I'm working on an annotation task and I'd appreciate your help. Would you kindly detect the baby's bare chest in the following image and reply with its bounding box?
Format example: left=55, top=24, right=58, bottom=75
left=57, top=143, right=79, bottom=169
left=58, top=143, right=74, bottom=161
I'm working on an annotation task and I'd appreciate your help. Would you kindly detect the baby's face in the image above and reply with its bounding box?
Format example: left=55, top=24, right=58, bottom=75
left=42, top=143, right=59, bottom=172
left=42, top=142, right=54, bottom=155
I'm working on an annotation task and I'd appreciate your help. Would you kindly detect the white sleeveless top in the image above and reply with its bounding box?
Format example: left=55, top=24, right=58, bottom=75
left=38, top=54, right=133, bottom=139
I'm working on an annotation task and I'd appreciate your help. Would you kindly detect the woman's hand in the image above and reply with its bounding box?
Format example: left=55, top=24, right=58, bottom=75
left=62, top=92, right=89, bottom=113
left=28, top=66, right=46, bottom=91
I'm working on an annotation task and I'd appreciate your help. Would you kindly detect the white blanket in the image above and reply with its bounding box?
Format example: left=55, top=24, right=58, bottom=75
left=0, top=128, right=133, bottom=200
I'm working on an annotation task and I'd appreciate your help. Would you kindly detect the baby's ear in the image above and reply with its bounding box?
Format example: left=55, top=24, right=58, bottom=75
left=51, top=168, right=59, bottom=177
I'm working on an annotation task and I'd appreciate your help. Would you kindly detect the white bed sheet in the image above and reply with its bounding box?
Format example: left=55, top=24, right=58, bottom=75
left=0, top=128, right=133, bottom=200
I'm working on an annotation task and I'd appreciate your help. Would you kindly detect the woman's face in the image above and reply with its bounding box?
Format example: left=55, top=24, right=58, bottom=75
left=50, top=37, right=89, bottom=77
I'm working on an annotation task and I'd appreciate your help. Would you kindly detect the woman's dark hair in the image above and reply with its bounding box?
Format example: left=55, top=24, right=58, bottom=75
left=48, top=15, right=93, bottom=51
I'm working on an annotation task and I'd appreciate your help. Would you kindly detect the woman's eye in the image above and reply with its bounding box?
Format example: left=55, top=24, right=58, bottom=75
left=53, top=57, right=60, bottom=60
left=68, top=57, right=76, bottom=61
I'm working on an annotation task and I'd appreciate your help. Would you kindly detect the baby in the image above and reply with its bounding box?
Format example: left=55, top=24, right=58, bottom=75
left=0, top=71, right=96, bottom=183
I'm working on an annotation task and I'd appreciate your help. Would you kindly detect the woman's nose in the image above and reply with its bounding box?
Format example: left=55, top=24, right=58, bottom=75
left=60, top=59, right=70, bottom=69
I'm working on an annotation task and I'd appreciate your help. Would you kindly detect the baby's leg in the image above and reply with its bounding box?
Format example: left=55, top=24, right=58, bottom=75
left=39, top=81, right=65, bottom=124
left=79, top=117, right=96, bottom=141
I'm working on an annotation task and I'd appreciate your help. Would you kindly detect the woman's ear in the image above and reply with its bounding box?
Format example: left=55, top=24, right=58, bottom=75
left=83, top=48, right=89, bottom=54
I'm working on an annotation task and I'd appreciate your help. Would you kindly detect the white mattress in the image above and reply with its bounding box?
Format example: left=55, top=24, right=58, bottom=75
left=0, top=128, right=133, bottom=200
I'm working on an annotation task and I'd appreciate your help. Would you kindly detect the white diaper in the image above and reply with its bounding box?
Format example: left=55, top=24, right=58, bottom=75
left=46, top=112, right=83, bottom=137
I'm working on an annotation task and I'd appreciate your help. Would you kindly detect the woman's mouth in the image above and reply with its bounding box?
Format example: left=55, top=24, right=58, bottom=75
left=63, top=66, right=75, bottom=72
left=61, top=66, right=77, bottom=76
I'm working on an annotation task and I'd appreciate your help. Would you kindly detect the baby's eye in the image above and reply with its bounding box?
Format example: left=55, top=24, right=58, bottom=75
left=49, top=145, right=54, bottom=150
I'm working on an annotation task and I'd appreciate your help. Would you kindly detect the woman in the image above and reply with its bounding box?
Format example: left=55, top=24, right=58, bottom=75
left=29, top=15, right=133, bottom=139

• THE TASK
Copy the entries word for word.

• SOLVED PROBLEM
I'm working on an annotation task and I'd appreciate your help. Would you kindly detect the baby's bare chest in the following image and reply with its bounding box?
Format example: left=55, top=24, right=58, bottom=75
left=57, top=143, right=79, bottom=169
left=58, top=143, right=74, bottom=161
I'm working on an annotation task and I'd appreciate your help. Would you kindly detect the baby's face in the image above and reply with its bounding box?
Format example: left=55, top=24, right=58, bottom=75
left=42, top=143, right=59, bottom=172
left=42, top=142, right=54, bottom=155
I'm working on an annotation task and I'd appreciate your help. Would you kindly detect the white sleeveless top in the image above and reply with its bounding box?
Format example: left=55, top=24, right=58, bottom=75
left=38, top=54, right=133, bottom=139
I'm working on an annotation task and I'd appreciate your help. Would you kindly detect the woman's hand in the image above and reply with its bounding box?
Format example: left=55, top=24, right=58, bottom=75
left=62, top=92, right=89, bottom=113
left=28, top=66, right=46, bottom=91
I'm working on an annotation task and I'd appreciate your help. Would you kindly detect the white blanket in the image above and reply with its bounding box?
Format example: left=55, top=24, right=58, bottom=75
left=0, top=128, right=133, bottom=200
I'm working on an annotation task and I'd appreciate your help. Would you kindly detect the baby's ear in the image above and reply with its bounding box?
Format example: left=55, top=24, right=58, bottom=75
left=51, top=168, right=59, bottom=177
I'm working on an annotation task and I'd appreciate your help. Would you kindly detect the white bed sheet in the image above and reply with its bounding box?
Format example: left=55, top=24, right=58, bottom=75
left=0, top=128, right=133, bottom=200
I'm working on an annotation task and I'd appreciate your help. Would you kindly detect the woman's face in the image above and reply with its bounding box?
Format example: left=55, top=24, right=58, bottom=75
left=50, top=37, right=89, bottom=77
I'm working on an annotation task and I'd appreciate your help. Would you kindly detect the woman's dark hair in the image above and reply with its bounding box?
Format example: left=55, top=24, right=58, bottom=75
left=48, top=15, right=93, bottom=51
I'm working on an annotation task and I'd appreciate your help. Would you kindly detect the woman's eye in the image above and reply with its bounding box?
Format example: left=55, top=24, right=58, bottom=75
left=53, top=57, right=60, bottom=60
left=68, top=57, right=76, bottom=61
I'm working on an annotation task and I'd appreciate your help. Would you kindly detect the baby in the image above and reply with its bounding box?
Format example: left=55, top=24, right=58, bottom=75
left=0, top=71, right=96, bottom=183
I'm working on an annotation task and I'd appreciate your help. Would you kindly detect the woman's nose in the image above and reply with its bounding box?
Format example: left=55, top=24, right=58, bottom=75
left=60, top=59, right=70, bottom=69
I'm working on an annotation task and I'd appreciate your help. Would you kindly detect the baby's leg in the image above and reply with its bounding box?
Format example: left=55, top=24, right=58, bottom=75
left=39, top=81, right=65, bottom=124
left=79, top=117, right=96, bottom=141
I'm working on an annotation task and I'd appreciate your help. Would you kindly detect the woman's ear in the image above and reply with its bounding box?
Format example: left=55, top=24, right=58, bottom=75
left=83, top=48, right=89, bottom=54
I'm working on an annotation task and I'd appreciate your help. Would you kindly detect the white mattress in the image above and reply with its bounding box?
Format example: left=55, top=24, right=58, bottom=75
left=0, top=128, right=133, bottom=200
I'm working on an annotation task and I'd appreciate your help. Would you kindly detect the white diaper in the image above and reply with its bounding box?
Format example: left=55, top=24, right=58, bottom=75
left=46, top=112, right=83, bottom=137
I'm working on an annotation task and I'd appreciate your help. Would you kindly detect the woman's mouth in the image above and reply with its bounding box?
Format example: left=55, top=24, right=58, bottom=75
left=63, top=66, right=75, bottom=72
left=61, top=66, right=77, bottom=76
I'm working on an annotation task and I'd appreciate your help. Would you kindly detect the baby's eye in the image above and reply with its bounding box?
Format example: left=55, top=24, right=58, bottom=75
left=49, top=145, right=54, bottom=150
I'm working on an annotation task and I'd appreciate your help. Would you kindly detect the woman in the image above and reply with its bounding box?
Format example: left=55, top=24, right=58, bottom=75
left=29, top=15, right=133, bottom=139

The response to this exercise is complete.